** Compiti da svolgere **
**A)** Stabilisci se ciascuna affermazione concorda con il brano fornito: (i) il contadino sloveno, saputo da dove venivano gli ospiti, rispose "Sanremo festival!"; (ii) Amadeus ha preso in carico il Festival nel 2018; (iii) l'amico che chiese quando iniziava Sanremo viveva in città solo part-time. Per ognuna rispondi sì o no e cita tra virgolette le parole decisive del brano.
**B)** Trascrivi alla lettera la parte del brano fornito che va da "Sanremo è il" a "iniuria verbis, naturalmente).".

** Brano fornito **
----
Il Festival della Canzone Italiana viene comunemente indicato col solo nome della città che lo ospita: dire “Sanremo” e intendere “Festival di Sanremo”.
Buffo è che gli stessi sanremesi usano questa terminologia; l’anno scorso mi sono sentito chiedere da un amico sanremese al 100% (quindi assai più di me che ci vivo part-time) “Gianni, tu sai quando inizia Sanremo?” A prescindere dall’uso scorretto ma sempre più diffuso di usare il tempo presente del verbo invece del futuro (“tu sai quando inizierà…) avevo capito benissimo il significato della domanda ma mi sono divertito a rispondere “a levante inizia a Bussana, a ponente inizia (o termina) a Capo Nero e noi ci siamo dentro” intendendo i confini comunali della città.
Sanremo è il Festival, il Festival è Sanremo.
Lo è anche al di fuori dell’Italia: una decina di anni fa andai con mia moglie in vacanza in Slovenia e pernottammo alcune notti in un b&b sprofondato nei boschi della regione di Lubiana; era una fattoria, un marito contadino, una moglie che si occupava dell’accoglienza e della cucina, poi cani, gatti, animali di bassa corte e un po’ di mucche. Nelle chiacchiere di benvenuto il marito, seduto sul suo trattore carico di fieno, ci chiese di quale parte d’Italia fossimo e alla nostra risposta “veniamo da Sanremo” si aprì in un sorriso e rispose “Sanremo festival!”.
Perché Sanremo è Sanremo…
Sanremo: basta la parola. Come un celebre confetto lassativo dei caroselli di quando ero bambino (absit iniuria verbis, naturalmente).
Da tempo, ma soprattutto da quando, nel 2020, il divo Amadeus lo ha preso in carico, (il Festival di) Sanremo è diventato un evento epocale, di massa ma di così tanta massa che neanche la materia oscura dell’universo riesce a essere così tanta; è diventato un fenomeno musicale di un certo interesse anche per i giovani, strappandosi finalmente di dosso la nomea di gerontomusicomio – pur senza espellere tutti i Grandi Vecchi della canzone italiana – ma soprattutto mi pare sia diventato un colossale fenomeno sociale e di costume, più di quello che già un po’ era.
----
** Materiale fornito **

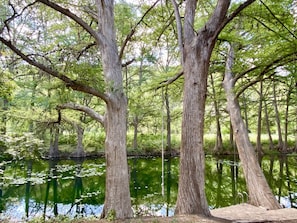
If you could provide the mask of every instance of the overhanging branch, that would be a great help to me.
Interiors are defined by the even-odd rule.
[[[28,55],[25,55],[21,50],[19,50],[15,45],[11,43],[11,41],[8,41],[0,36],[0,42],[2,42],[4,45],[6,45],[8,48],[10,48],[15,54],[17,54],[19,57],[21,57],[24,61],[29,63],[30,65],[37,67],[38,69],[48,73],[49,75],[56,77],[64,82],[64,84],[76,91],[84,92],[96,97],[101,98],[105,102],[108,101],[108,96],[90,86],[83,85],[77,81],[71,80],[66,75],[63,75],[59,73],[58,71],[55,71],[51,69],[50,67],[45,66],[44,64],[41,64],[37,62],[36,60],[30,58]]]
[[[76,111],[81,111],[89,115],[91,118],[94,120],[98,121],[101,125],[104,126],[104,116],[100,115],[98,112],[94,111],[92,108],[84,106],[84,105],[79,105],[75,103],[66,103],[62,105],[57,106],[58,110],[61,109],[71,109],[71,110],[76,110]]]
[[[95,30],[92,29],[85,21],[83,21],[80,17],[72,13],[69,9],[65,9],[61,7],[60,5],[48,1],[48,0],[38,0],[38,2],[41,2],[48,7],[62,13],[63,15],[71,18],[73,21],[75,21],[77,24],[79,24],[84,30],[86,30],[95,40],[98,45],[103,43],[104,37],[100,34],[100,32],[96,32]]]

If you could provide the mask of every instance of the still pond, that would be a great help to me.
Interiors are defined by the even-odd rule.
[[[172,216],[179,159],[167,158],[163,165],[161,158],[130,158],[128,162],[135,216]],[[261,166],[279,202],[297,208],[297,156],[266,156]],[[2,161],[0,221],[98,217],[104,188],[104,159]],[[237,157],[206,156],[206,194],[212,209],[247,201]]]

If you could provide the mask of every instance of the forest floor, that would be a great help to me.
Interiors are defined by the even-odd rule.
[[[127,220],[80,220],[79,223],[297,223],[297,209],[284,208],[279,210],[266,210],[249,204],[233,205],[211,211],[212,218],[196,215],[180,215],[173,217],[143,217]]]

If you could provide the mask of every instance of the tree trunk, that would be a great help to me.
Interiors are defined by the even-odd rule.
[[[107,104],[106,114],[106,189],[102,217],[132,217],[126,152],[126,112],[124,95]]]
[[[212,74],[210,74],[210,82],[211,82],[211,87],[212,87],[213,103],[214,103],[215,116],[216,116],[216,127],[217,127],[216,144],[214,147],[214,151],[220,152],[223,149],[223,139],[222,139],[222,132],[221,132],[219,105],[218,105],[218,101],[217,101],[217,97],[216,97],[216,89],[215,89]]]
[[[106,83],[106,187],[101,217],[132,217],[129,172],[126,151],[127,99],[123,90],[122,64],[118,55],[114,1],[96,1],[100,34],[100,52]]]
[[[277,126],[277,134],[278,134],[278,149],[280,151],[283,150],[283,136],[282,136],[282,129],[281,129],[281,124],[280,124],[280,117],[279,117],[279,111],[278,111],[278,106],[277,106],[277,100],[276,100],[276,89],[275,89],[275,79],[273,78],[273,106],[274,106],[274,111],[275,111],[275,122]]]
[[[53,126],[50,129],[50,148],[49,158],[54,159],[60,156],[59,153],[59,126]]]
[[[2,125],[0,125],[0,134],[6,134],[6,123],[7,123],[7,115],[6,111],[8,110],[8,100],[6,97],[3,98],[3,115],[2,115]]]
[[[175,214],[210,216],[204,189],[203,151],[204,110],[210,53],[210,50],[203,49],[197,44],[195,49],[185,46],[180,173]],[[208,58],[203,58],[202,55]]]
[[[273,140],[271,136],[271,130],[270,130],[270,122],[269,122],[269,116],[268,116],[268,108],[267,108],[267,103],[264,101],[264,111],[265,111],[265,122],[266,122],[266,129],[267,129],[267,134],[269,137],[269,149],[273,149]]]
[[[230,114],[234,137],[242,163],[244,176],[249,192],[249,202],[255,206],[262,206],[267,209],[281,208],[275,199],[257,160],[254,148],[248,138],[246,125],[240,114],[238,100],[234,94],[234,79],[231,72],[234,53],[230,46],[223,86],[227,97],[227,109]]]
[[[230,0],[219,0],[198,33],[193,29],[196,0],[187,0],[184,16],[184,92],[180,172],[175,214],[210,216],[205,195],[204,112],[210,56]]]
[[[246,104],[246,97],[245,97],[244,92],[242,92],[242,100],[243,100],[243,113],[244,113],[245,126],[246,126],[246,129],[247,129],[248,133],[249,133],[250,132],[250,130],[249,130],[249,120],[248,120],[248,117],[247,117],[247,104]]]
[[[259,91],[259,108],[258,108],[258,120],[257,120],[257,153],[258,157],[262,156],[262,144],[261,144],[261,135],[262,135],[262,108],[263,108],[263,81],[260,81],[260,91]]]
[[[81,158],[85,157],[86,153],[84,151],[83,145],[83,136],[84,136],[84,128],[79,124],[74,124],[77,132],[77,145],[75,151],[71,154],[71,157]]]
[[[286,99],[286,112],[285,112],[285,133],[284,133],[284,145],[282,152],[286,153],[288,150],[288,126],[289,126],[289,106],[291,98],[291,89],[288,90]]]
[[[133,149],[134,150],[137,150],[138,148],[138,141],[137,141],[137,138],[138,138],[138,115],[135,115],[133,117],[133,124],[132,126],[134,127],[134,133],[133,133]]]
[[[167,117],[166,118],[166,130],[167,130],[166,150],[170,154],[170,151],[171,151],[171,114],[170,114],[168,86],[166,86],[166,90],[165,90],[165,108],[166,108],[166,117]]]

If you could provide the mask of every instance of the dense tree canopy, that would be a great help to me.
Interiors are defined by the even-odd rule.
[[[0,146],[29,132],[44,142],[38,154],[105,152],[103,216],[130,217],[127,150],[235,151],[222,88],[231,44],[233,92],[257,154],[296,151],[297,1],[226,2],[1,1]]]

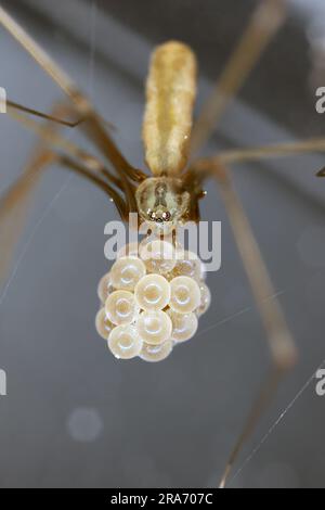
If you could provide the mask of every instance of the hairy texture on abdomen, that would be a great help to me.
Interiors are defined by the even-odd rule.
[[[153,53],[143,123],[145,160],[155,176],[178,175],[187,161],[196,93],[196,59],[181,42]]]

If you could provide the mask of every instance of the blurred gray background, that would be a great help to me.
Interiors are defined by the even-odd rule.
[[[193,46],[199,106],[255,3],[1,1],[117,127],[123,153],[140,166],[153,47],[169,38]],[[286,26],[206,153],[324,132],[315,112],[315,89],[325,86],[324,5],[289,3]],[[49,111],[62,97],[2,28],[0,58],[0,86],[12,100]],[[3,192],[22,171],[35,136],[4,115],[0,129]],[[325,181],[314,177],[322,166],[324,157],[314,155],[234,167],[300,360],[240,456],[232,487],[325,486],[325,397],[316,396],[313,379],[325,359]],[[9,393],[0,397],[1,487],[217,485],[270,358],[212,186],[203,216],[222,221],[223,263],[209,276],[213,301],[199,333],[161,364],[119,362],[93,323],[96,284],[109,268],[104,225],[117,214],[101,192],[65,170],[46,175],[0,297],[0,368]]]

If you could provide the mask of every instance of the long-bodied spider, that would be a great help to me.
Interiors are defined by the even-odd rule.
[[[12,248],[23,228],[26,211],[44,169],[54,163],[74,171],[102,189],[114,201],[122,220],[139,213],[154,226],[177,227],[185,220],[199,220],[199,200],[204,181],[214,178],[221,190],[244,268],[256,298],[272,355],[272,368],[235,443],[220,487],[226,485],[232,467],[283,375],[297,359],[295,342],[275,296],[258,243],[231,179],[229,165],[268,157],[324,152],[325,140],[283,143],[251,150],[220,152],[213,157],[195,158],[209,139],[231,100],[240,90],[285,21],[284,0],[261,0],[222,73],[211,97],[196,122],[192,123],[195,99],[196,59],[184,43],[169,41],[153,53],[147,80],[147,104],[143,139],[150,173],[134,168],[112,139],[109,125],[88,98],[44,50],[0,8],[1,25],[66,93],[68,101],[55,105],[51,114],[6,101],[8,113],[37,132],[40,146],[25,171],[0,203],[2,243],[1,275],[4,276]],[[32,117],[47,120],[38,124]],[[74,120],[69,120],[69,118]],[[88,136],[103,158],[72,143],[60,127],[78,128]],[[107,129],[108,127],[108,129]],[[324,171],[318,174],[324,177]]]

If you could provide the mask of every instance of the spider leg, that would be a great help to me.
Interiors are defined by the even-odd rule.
----
** Le risposte **
**A)**
(i) Sì: «alla nostra risposta “veniamo da Sanremo” si aprì in un sorriso e rispose “Sanremo festival!”».
(ii) No: «nel 2020, il divo Amadeus lo ha preso in carico».
(iii) No: «un amico sanremese al 100% (quindi assai più di me che ci vivo part-time)».

**B)**
Sanremo è il Festival, il Festival è Sanremo.
Lo è anche al di fuori dell’Italia: una decina di anni fa andai con mia moglie in vacanza in Slovenia e pernottammo alcune notti in un b&b sprofondato nei boschi della regione di Lubiana; era una fattoria, un marito contadino, una moglie che si occupava dell’accoglienza e della cucina, poi cani, gatti, animali di bassa corte e un po’ di mucche. Nelle chiacchiere di benvenuto il marito, seduto sul suo trattore carico di fieno, ci chiese di quale parte d’Italia fossimo e alla nostra risposta “veniamo da Sanremo” si aprì in un sorriso e rispose “Sanremo festival!”.
Perché Sanremo è Sanremo…
Sanremo: basta la parola. Come un celebre confetto lassativo dei caroselli di quando ero bambino (absit iniuria verbis, naturalmente).